- [WHAT YOU SHOULD DO]: Write out each line of the listing as it stands, without the images.

- - -

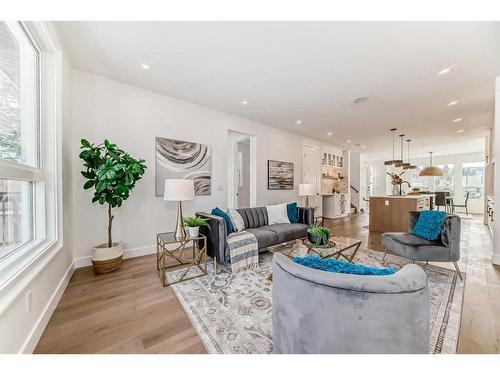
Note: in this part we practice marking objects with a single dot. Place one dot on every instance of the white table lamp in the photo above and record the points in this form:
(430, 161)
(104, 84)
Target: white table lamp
(305, 190)
(178, 191)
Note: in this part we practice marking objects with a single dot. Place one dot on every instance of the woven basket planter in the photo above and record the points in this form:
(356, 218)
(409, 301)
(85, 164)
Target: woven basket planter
(105, 266)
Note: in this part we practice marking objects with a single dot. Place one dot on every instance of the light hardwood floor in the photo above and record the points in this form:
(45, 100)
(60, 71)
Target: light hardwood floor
(128, 311)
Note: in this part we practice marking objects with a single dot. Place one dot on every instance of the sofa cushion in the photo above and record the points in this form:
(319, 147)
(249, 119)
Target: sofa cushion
(288, 232)
(265, 238)
(410, 239)
(238, 223)
(341, 266)
(254, 217)
(277, 214)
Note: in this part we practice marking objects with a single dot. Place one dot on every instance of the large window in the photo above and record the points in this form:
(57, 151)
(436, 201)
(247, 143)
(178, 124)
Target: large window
(20, 170)
(473, 179)
(446, 181)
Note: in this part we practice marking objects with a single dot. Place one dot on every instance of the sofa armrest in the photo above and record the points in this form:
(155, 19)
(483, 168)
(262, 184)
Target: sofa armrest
(216, 234)
(305, 215)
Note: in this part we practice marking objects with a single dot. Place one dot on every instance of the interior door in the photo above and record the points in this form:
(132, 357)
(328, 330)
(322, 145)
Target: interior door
(311, 173)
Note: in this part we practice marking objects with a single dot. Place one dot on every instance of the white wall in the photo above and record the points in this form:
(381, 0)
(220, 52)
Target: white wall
(131, 117)
(355, 178)
(495, 256)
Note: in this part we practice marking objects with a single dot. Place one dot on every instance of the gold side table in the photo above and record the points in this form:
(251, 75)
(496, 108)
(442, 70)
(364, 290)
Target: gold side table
(199, 252)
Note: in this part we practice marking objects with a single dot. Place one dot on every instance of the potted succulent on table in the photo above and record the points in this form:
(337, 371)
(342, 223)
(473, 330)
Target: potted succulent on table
(193, 225)
(318, 235)
(112, 173)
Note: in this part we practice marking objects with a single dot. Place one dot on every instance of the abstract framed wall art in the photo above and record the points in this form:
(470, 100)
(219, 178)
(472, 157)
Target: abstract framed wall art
(279, 175)
(183, 160)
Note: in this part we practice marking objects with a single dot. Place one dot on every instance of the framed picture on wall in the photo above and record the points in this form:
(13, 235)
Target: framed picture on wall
(185, 160)
(279, 175)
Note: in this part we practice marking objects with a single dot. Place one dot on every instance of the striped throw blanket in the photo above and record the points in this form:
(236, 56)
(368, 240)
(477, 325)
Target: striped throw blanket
(243, 251)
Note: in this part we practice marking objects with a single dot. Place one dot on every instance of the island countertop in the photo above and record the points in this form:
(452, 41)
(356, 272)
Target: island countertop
(403, 196)
(389, 213)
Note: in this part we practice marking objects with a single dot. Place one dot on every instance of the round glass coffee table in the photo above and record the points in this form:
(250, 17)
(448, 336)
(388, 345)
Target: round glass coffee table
(338, 247)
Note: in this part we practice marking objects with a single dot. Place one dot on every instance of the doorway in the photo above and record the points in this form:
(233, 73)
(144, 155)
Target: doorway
(311, 174)
(242, 192)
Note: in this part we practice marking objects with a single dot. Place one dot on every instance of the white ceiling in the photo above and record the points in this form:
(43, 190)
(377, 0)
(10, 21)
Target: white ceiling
(311, 71)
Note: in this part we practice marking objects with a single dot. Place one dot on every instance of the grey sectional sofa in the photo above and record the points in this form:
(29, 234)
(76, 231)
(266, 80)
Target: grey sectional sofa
(257, 222)
(324, 312)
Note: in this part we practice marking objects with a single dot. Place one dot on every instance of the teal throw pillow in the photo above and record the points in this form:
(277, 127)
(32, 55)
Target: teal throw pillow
(429, 224)
(291, 210)
(229, 224)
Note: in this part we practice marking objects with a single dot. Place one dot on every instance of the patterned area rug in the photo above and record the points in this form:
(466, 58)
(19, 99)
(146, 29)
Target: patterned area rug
(233, 313)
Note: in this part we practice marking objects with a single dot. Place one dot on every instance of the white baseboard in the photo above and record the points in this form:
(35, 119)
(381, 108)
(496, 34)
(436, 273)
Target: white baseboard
(37, 331)
(129, 253)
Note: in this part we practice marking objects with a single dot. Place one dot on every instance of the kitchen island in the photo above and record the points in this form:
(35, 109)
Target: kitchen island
(390, 213)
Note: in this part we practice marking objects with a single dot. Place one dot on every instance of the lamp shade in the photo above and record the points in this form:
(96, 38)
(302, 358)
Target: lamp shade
(306, 189)
(178, 190)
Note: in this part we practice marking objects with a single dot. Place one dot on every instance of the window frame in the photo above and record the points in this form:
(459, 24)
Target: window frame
(464, 187)
(47, 215)
(20, 171)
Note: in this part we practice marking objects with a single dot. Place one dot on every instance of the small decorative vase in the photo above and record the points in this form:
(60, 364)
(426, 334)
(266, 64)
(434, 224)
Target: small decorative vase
(395, 190)
(193, 231)
(317, 240)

- - -

- [COMPLETED EXERCISE]:
Note: in this part we practice marking objects with a single dot. Place one dot on every instance of the white table lamp in the photo above and record the points in this form:
(430, 161)
(104, 84)
Target: white table lamp
(305, 190)
(178, 191)
Note: in this part we practice marking objects with a single dot. Place one dot on every instance of the woven basket planter in the photo above and record the points in this form:
(356, 218)
(409, 301)
(85, 164)
Target: woven basket planter
(105, 266)
Note: in this part we practice marking objects with a single dot. Place one dot on every instance of the light hardwood floor in the photo above and record the points in this form:
(45, 100)
(60, 71)
Target: light hardwood floor
(128, 311)
Note: in this part we practice marking objects with a single dot. Place one dot on every instance of the sofa cushion in the photo above and record the points in this form:
(319, 147)
(249, 119)
Target: sofa cushion
(288, 232)
(265, 238)
(410, 239)
(238, 223)
(341, 266)
(254, 217)
(277, 214)
Note: in this part we practice marking objects with a single dot. Place one dot on every instance of the large window in the photo above and record the points in this form:
(57, 151)
(436, 201)
(247, 143)
(178, 124)
Target: large window
(20, 170)
(473, 179)
(446, 181)
Note: in this part we practice marking objects with a single dot. Place one dot on every instance of the sofa armrest in the photo above and record the points in this form:
(155, 19)
(483, 168)
(262, 184)
Target: sofa armrest
(216, 234)
(305, 215)
Note: in this part we practice marking objects with a single dot. Place one dot on every instance of the interior door in the photo above and record the points in this form:
(132, 357)
(328, 330)
(322, 145)
Target: interior door
(311, 173)
Note: in this part we practice marking objects with a single dot. Place one dot on every instance of the white wall in the photo above and record the points in this form:
(381, 0)
(220, 52)
Target: white wall
(131, 117)
(355, 178)
(495, 256)
Note: in this part we practice marking objects with a single dot. Place one dot on every instance of the gold side table in the photo above and record the points in this form:
(251, 75)
(496, 108)
(442, 70)
(364, 290)
Target: gold side table
(199, 252)
Note: in this part we practice marking objects with a single dot. Place one dot on every instance of the potted succulent on table in the photo above and record the points in this form:
(337, 371)
(342, 223)
(473, 330)
Target: potted succulent on table
(193, 225)
(318, 235)
(112, 173)
Note: in this part we practice marking objects with a single dot. Place one dot on every instance of the abstract framed wall art in the photo above and record the points in this form:
(470, 100)
(219, 178)
(472, 157)
Target: abstract framed wall art
(279, 175)
(183, 160)
Note: in this part we practice marking objects with a single dot. Place one dot on every instance of the framed picture on wall in the photo above and record the points in this form:
(13, 235)
Target: framed picture on wall
(185, 160)
(279, 175)
Note: in this part we practice marking objects with a single dot. Place one dot on every instance of the striped throw blanket in the photo above and record the points in this form:
(236, 56)
(368, 240)
(477, 325)
Target: striped throw blanket
(243, 251)
Note: in this part we practice marking objects with a single dot. Place one dot on every instance of the island countertop in the photo above and record the points in this form:
(452, 41)
(356, 272)
Target: island countertop
(403, 196)
(389, 213)
Note: in this part we practice marking objects with a single dot. Place one dot on every instance of the round glass coffee table in the photo above and record the points in this form:
(250, 17)
(448, 336)
(388, 345)
Target: round glass coffee table
(338, 247)
Note: in this part we practice marking objects with a single dot. Place one dot on every instance of the doorway in the photo above and record the points in this form:
(233, 73)
(144, 155)
Target: doorway
(311, 174)
(242, 192)
Note: in this part we practice marking objects with a single dot. Place one dot on every instance of the white ceiling in the photo above and record the points in this form:
(43, 190)
(377, 0)
(10, 21)
Target: white ceiling
(311, 71)
Note: in this part we practice marking objects with a single dot. Place one dot on every instance of the grey sectional sofa in the photo above and record the points in this form:
(29, 234)
(76, 231)
(266, 80)
Target: grey sectional sofa
(257, 222)
(324, 312)
Note: in this part we practice marking objects with a single dot. Place one dot on every instance of the teal throw pillow in the photo above and record the points in this form:
(277, 127)
(32, 55)
Target: teal throw pillow
(429, 224)
(291, 210)
(229, 224)
Note: in this part we practice marking objects with a single dot. Place one dot on every instance of the patterned area rug in the photo above and record the points in this form:
(466, 58)
(19, 99)
(146, 29)
Target: patterned area rug
(233, 313)
Note: in this part we practice marking objects with a single dot. Place one dot on every instance of the white baseboard in the photo above and record the points in this form:
(35, 119)
(381, 108)
(496, 34)
(436, 273)
Target: white baseboard
(37, 331)
(129, 253)
Note: in this part we practice marking objects with a single dot. Place one dot on every instance of the kitchen island in the photo above and record the points in this form:
(35, 109)
Target: kitchen island
(390, 213)
Note: in this part we practice marking objects with a single dot. Place one dot on every instance of the lamp shade in the photo above and record the points in this form:
(96, 38)
(302, 358)
Target: lamp shade
(306, 189)
(178, 190)
Note: in this part we practice marking objects with a single dot. Place one dot on every instance of the window frame in the photo above and record the points in this form:
(459, 24)
Target: window frame
(464, 187)
(47, 215)
(20, 171)
Note: in this part we practice marking objects with a single dot. Place one dot on every instance of the small decorative vase in the photo above and record the points in this form:
(60, 364)
(426, 334)
(266, 64)
(434, 224)
Target: small decorative vase
(395, 190)
(193, 231)
(317, 240)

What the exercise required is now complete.